Quoted passage »
_____

# New Furry Press, call for submissions



## JoScriver (May 21, 2013)

Hello!

A month or two ago I received permission to post this here from the moderator, so I hope now it still will apply. If not, I apologize for any confusion or conflict.

I wanted to share information about Furotica Ink--a new anthromorphic press that's finally launched today. Primarily the site will cater to 18+, but the important thing is that the writing is very strong and on the literary side (genre doesn't matter; we want well-written fiction). There are full submission guidelines available on the site, as well as a preview to my novel which will be released in the near future. Please feel free to check out www.furoticaink.com. We hope to see your submissions soon. 

If anyone has any questions, feel free to email info(at)furoticaink.com - someone on the team will be able to get back to you shortly. 

-Jo!


----------



## Nikolinni (May 27, 2013)

And of course it's erotic fiction, which I suck at writing. 

Oh well, better luck next time for me I suppose.


----------



## JoScriver (May 27, 2013)

To clarify, they do consider work that isn't 18+.  Worth a shot!


----------



## Dracologist84 (May 28, 2013)

I get it.  It's like reader's digest for furry erotica.  Cool stuff!  Do they take old projects, or do they only want new ones?


----------



## JoScriver (May 28, 2013)

I -believe- they take old stuff so long as it wasn't published elsewhere. If it was published online for free (like if you have a website) they might need to know that, so I might just put it in a query just in case. 

Good luck if you do!


----------



## Dracologist84 (May 29, 2013)

It sounds like a fun idea, but I'm not going to participate just yet.  Something about me doesn't allow for me to submit old stories and things.  Also, and most importantly.  Is there a length limit for submissions?


----------



## JoScriver (May 29, 2013)

Yes, on the submission guidelines, there are the word counts, query info, etc.


----------

_____

Collected data »

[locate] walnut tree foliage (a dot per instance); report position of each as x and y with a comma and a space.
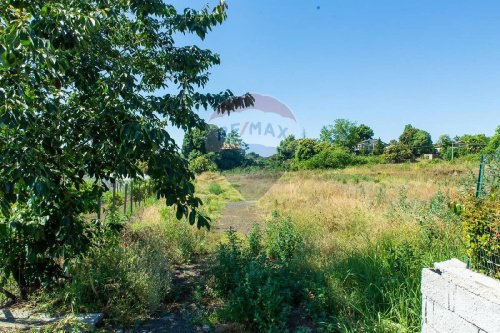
82, 96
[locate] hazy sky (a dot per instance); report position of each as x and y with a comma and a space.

_____

Stated problem »
Answer these questions about the forum thread on the new furry press:
(a) What is the name of the press being announced?
(b) In JoScriver's May 28, 2013 reply, what condition applies to taking old stories?
(c) Where does the thread say the word counts for submissions can be found?

Task solution »
(a) Furotica Ink.
(b) The story must not have been published elsewhere.
(c) In the submission guidelines.